%%

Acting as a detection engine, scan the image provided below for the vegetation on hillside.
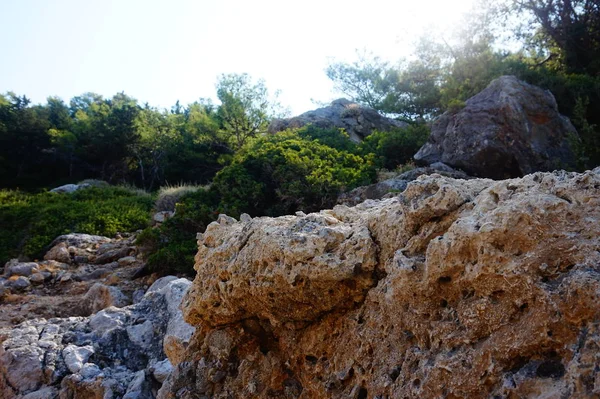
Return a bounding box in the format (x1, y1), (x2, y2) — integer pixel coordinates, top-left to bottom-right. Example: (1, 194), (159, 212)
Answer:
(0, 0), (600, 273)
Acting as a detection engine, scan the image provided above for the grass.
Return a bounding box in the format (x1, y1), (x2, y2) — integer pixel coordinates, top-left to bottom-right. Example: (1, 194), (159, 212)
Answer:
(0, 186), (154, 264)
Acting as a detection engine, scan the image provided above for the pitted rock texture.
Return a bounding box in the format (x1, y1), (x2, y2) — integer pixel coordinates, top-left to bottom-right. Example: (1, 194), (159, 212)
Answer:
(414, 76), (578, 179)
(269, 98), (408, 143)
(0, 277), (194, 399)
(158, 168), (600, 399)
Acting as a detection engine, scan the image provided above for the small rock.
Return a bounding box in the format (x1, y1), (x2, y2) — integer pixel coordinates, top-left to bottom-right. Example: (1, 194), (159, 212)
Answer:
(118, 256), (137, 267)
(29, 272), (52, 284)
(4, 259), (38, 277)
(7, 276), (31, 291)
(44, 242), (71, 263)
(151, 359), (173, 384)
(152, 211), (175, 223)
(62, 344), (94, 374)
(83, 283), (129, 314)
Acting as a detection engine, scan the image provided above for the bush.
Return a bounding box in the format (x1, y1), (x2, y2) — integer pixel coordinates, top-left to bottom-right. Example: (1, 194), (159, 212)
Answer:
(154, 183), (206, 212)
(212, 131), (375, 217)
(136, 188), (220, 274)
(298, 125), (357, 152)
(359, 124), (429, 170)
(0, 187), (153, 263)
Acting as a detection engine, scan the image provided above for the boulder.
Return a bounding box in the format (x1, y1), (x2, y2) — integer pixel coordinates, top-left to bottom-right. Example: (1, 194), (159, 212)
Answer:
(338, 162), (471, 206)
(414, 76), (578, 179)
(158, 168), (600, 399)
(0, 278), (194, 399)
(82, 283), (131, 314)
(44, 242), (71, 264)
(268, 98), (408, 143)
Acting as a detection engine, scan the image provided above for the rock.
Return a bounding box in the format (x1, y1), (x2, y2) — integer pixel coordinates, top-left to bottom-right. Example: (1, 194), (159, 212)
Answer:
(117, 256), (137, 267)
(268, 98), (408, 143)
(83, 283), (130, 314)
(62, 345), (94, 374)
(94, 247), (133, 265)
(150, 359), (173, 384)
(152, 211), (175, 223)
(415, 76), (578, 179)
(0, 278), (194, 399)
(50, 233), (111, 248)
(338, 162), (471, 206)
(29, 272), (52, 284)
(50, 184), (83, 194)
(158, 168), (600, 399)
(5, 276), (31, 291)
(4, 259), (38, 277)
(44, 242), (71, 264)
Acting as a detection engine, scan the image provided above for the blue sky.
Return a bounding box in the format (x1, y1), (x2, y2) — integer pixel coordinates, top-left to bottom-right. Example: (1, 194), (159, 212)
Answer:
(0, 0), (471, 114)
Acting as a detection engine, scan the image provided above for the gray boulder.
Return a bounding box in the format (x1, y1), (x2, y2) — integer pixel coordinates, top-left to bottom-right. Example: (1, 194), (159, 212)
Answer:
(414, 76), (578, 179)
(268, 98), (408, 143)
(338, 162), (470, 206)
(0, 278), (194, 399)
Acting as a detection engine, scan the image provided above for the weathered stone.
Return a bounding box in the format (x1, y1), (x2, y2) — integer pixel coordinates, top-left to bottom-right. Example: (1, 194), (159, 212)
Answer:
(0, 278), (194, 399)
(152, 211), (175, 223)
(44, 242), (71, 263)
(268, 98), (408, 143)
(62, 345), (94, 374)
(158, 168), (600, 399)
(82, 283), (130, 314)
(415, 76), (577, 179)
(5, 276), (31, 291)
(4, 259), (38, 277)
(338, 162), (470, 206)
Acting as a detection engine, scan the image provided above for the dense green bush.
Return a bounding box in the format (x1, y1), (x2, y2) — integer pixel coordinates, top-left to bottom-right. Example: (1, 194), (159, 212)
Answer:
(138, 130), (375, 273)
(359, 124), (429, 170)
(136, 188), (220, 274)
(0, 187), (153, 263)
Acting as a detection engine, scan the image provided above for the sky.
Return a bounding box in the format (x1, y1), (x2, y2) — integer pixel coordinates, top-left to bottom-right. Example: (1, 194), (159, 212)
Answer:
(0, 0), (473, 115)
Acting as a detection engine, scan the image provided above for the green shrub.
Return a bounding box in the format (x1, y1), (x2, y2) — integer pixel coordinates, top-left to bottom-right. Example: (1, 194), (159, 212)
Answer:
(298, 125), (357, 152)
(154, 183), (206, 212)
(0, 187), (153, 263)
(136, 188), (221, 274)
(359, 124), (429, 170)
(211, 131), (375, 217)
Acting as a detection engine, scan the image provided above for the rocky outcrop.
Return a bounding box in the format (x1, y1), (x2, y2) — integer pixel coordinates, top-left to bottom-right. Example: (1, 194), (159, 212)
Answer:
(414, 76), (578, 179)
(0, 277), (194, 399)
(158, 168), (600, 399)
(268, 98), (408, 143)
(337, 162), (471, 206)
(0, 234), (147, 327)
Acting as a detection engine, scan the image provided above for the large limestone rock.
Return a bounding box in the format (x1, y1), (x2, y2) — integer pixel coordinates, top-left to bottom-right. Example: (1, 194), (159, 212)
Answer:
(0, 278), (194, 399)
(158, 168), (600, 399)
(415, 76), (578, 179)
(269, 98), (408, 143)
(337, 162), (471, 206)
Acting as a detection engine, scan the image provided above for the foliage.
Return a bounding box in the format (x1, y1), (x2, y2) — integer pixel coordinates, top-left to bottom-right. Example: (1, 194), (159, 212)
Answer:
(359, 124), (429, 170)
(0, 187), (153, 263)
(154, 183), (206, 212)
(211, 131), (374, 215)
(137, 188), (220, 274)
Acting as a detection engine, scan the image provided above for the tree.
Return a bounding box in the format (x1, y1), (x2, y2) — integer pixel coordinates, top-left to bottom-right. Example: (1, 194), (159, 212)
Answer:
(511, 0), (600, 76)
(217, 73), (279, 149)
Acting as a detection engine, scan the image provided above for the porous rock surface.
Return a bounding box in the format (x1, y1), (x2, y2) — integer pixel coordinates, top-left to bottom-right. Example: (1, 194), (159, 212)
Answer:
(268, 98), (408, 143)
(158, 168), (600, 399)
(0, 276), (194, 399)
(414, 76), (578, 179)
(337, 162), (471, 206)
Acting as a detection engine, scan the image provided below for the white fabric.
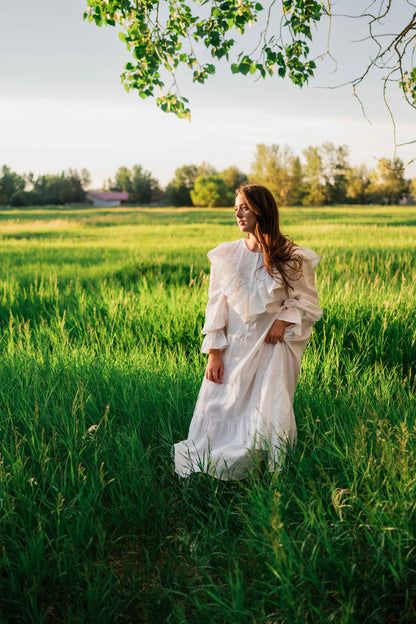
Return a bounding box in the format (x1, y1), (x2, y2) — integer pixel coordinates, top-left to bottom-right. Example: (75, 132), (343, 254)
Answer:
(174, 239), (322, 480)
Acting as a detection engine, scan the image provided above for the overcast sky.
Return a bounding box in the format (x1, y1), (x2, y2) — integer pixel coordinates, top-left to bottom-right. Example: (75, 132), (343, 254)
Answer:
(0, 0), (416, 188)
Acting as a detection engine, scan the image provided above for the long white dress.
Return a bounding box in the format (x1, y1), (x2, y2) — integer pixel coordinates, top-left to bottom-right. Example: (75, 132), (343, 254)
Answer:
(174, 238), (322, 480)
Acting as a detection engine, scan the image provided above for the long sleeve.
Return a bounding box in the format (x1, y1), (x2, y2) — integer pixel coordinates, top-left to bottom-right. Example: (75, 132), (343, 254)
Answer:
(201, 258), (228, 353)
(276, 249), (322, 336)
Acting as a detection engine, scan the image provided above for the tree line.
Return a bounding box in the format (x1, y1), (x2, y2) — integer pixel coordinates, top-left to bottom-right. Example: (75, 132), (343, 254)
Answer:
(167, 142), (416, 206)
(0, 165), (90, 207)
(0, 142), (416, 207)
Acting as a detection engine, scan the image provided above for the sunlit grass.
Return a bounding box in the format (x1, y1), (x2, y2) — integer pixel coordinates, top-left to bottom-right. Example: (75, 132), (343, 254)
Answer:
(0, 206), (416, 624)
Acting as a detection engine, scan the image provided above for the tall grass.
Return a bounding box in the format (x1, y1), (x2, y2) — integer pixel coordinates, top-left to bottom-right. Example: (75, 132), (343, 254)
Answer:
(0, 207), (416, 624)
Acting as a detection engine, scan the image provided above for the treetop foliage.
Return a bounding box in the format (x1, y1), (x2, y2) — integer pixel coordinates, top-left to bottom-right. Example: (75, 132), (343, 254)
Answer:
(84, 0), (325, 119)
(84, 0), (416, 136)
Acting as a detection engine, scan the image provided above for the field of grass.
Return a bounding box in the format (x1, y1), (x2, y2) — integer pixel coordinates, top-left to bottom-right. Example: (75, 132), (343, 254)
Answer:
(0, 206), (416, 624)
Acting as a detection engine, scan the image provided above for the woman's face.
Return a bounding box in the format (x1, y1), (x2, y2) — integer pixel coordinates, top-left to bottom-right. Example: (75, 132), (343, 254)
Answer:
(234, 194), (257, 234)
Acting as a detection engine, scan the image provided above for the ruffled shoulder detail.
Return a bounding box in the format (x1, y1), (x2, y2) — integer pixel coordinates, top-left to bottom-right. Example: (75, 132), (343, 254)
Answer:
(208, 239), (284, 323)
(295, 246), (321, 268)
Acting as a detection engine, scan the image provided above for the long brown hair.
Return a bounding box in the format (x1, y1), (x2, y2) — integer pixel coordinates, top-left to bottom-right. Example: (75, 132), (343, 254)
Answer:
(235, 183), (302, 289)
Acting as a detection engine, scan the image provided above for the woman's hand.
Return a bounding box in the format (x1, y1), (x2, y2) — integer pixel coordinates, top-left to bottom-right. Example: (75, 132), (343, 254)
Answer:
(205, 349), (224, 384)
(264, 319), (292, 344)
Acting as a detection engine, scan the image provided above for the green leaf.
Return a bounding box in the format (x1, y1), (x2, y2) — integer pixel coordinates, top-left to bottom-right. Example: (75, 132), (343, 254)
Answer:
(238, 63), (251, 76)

%%

Exactly reproduce the lines beginning with the one that contains "the woman's hand." and ending with the last line of the material, both included. Leave out everything else.

• EXERCISE SOLUTION:
Acting as a detection engine, scan the image provided above for the woman's hand.
Return a bounding box in the format (x1, y1), (x2, y2) — integer pixel coordinates, top-left to bottom-right. Example: (75, 132), (343, 254)
Answer:
(205, 349), (224, 384)
(264, 319), (292, 344)
Acting as a detection engine, scan the image provided above for the green leaf.
Return a bounding box in the format (x1, y1), (x2, y2) — integer pixel coordinates, top-left to bottom-right. Example: (75, 132), (343, 254)
Answer:
(238, 63), (251, 76)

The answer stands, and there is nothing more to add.